Stated task — Continue the notebook text on the Stable Diffusion image-generation interface from where it stops.

The various panel widgets in this code block affect the image generation. When rendered with a template, the sidebar should ideally start out collapsed with only the `Prompt` text box visible. A user writes a prompt, hits enter which triggers the callback to invoke the image generation function. Opening the sidebar provides more options. A user can set various options, then click `Generate` to create image with those options or hit enter on the prompt. If the prompt does not change, hitting enter will not generate a new image - use the `Generate` button to create new images with the same prompt. Below is a description of each option.


__Prompt__: Enter a text you wish to use for image generation. Some examples below:

  1. Wildflowers on a mountain side 
  1. A dream of a distant planet, with multiple moons
  1. valley of flowers in the Himalayas
  
__Negative Prompt__: Negative prompt is what the model will try to remove from the image. For instance, in example (1) above, you can add `yellow` to negative prompt to remove yellow flowers

__Pretrained Model__: These are the models, download from hugging face, used for inference.

__Height, Width__: Height and width in pixels of the images.

__Guidance Scale__: Also known as CFG (Classifier-free guidance scale). Typically use a value between 7 to 8.5. As you increase this value, the model will try to match the prompt at the expense of image quality or diversity of the image.

__# of steps__: The number of denoising steps taken by the model. As you increase the number of steps the image gets more refined; however, it takes longer to generate.

The random seed used when create the noise for the image is randomly set for each image.

In [None]:
class Gallery(ListLike, ReactiveHTML):
    
    objects = param.List(item_type=Viewable)
   
    current = param.Integer(default=None)
    
    margin = param.Integer(0)

    _template = """
    <div id="gallery" style="display: flex; flex-direction: row;">
    {% for img in objects %}
      <div id="img" name="{{ img.name }}" onclick=${script('click')}>${img}</div>
    {% endfor %}
    </div>
    """
    
    _scripts = {
        'click': """
          const id = event.target.parentNode.parentNode.parentNode.id;
          data.current = Number(id.split('-')[1]);
          """
    }

class StableDiffusionUI(Viewer):
    
    prompt = param.String(label='Prompt')
    
    neg_prompt = param.String(label='Negative Prompt')
    
    model = param.Selector(objects=list(pipelines), default=default_model)
    
    _size_range = tuple(448 + i*2**6 for i in range(10))
    width = param.Selector(_size_range, default=_size_range[1])
    
    height = param.Selector(_size_range, default=_size_range[1])
    
    guidance_scale = param.Number(bounds=(5, 10), step=0.1, default=7.5)
    
    num_steps = param.Integer(label='# of steps', bounds=(10, 75), default=30)
    
    gallery = param.ClassSelector(class_=Gallery, default=Gallery(min_height=100), precedence=-1)
    
    seed = param.Integer(
        default=random.randint(*random_int_range), bounds=random_int_range, step=10,
        precedence=-1)
    
    generate = param.Event(precedence=1)

Data listing —
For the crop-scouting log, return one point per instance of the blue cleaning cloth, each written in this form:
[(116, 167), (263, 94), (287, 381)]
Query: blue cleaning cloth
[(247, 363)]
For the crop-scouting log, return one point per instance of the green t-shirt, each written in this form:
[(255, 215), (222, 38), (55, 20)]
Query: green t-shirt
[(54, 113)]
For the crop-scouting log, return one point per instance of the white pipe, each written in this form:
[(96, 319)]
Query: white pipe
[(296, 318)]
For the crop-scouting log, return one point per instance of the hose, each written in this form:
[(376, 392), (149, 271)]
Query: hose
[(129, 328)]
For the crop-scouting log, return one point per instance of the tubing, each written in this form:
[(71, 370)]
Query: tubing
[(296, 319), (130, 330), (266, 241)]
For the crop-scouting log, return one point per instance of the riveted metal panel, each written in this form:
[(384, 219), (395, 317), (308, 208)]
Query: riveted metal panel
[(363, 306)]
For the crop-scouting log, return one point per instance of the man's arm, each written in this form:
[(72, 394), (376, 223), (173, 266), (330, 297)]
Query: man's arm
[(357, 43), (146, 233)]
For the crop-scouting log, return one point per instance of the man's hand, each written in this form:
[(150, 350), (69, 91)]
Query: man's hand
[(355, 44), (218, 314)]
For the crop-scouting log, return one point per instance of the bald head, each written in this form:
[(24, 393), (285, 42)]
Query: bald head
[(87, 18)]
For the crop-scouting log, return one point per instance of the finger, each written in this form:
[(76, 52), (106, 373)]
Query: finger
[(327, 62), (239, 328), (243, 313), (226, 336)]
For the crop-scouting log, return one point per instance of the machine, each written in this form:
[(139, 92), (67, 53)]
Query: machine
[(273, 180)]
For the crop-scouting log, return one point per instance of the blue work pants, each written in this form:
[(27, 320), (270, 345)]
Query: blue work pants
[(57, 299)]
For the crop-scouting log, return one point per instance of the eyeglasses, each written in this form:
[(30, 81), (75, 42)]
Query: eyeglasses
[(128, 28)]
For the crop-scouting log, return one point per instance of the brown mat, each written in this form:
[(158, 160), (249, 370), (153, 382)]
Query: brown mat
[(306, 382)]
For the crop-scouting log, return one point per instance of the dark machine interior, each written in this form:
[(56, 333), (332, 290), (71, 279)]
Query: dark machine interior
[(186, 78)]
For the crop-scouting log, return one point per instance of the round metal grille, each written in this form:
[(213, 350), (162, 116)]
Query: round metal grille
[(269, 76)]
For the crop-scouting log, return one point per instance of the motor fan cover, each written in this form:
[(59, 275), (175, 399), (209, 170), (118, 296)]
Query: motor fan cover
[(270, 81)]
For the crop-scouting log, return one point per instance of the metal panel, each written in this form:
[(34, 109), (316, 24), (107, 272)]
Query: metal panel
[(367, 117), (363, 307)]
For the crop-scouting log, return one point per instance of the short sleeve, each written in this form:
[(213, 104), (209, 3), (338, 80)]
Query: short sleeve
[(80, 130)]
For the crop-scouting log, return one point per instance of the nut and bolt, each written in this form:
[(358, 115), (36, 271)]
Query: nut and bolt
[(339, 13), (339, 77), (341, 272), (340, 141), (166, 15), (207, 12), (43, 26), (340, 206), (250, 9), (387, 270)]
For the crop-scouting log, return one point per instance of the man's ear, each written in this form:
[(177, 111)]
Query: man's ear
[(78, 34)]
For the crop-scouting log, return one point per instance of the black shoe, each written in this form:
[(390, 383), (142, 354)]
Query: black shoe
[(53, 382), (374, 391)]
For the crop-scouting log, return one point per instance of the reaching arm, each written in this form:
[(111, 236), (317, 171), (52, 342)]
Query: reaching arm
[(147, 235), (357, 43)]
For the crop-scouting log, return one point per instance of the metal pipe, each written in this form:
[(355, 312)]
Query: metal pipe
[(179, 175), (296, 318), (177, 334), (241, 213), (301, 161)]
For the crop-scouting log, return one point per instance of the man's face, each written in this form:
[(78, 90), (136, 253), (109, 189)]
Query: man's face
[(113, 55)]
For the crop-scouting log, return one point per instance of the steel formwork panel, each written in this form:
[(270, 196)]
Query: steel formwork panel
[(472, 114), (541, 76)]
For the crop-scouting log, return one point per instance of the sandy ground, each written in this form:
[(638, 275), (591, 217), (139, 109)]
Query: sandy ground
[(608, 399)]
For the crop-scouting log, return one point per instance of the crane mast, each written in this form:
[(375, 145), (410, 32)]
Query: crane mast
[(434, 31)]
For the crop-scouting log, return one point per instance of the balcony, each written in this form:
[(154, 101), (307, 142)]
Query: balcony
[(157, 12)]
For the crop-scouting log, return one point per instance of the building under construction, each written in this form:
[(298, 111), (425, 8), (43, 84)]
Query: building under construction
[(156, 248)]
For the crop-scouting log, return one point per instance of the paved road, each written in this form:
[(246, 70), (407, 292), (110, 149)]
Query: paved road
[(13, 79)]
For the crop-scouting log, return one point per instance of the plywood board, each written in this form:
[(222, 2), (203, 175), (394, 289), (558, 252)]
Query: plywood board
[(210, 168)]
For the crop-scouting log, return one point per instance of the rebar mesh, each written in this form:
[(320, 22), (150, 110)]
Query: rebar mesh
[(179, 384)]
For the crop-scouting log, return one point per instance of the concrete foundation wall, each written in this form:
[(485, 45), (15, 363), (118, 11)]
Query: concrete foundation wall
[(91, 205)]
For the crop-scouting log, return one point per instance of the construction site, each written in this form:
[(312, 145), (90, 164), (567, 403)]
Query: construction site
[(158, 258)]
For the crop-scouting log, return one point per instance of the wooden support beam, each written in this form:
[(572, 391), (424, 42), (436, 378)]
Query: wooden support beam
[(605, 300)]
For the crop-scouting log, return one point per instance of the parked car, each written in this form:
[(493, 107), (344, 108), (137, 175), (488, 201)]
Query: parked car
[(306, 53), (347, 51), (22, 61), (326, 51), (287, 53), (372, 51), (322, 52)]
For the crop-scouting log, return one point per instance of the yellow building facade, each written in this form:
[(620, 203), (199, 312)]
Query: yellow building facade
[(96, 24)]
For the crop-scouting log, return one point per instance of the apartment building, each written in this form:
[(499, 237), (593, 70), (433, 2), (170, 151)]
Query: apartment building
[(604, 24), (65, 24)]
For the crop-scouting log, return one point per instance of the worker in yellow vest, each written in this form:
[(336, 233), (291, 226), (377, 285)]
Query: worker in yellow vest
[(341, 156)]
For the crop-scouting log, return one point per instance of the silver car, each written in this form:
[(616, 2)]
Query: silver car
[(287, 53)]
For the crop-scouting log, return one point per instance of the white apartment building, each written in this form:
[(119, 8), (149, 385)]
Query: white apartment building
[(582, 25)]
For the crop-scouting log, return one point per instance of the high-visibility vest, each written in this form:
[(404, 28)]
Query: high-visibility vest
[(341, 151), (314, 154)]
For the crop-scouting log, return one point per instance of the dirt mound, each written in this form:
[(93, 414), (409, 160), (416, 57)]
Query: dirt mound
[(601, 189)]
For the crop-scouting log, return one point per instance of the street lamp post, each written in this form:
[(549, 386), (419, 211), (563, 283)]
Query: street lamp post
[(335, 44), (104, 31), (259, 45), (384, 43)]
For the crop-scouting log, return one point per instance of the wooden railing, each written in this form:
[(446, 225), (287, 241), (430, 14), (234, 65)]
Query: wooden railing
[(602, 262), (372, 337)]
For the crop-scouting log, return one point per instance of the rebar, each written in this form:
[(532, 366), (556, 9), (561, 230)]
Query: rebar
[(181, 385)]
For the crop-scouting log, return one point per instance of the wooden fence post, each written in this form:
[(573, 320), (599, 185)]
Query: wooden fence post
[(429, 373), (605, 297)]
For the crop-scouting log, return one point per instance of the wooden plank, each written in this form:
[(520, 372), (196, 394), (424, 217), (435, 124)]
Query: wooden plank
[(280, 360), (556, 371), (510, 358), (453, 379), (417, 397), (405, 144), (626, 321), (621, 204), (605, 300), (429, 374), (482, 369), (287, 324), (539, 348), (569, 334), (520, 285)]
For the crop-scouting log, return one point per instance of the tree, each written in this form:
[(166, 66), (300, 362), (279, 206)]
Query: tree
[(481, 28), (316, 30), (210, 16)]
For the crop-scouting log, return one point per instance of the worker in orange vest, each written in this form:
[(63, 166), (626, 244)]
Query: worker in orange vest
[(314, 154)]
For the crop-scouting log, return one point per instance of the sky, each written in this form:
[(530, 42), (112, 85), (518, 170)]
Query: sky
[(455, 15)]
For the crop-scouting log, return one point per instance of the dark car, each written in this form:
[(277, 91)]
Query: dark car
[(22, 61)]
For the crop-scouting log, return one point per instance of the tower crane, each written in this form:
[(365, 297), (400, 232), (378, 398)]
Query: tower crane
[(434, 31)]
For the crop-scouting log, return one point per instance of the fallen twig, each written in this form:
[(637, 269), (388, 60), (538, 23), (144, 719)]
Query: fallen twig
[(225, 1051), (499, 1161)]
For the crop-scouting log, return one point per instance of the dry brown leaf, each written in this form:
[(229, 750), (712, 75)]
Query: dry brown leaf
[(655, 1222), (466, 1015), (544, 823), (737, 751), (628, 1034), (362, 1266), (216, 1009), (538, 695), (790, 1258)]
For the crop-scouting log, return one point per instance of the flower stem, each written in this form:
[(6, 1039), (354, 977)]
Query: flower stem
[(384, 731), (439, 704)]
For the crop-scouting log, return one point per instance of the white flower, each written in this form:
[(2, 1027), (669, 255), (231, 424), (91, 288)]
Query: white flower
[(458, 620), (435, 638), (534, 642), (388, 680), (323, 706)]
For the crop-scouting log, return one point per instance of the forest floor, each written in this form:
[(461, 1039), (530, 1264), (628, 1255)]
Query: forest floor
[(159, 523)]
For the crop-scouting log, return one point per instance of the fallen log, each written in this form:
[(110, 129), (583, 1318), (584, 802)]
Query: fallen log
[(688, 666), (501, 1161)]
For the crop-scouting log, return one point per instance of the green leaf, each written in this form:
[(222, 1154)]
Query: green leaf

Answer to this exercise —
    def __init__(self, **params):
        self.history = []
        super().__init__(name=params.pop('name', 'Stable Diffusion with Panel UI'), **params)
        self.gallery.param.watch(self._restore_history, 'current')
        self._restore = False
        self._on_load()

    @contextmanager
    def _toggle(self, attr, value):
        # toggle state of bool attribute inside context
        # if exception raised by code inside the contextmanager, set the state back to original and rethrow exception
        init_state = getattr(self, attr)
        try:
            setattr(self, attr, not(init_state))
            yield
            setattr(self, attr, not(getattr(self, attr)))
        except Exception as ex:
            setattr(self, attr, init_state)
            raise ex
        

    def _restore_history(self, event):
        if event.new is None:
            return
        self.gallery.current = None
        self.param.update(self.history[event.new])
        print(f"before with - self._restore: {self._restore}")
        with self._toggle('_restore', value=True):
            print(f"before trigger - self._restore: {self._restore}")
            self.param.trigger('generate')
        print(f"after with - self._restore: {self._restore}")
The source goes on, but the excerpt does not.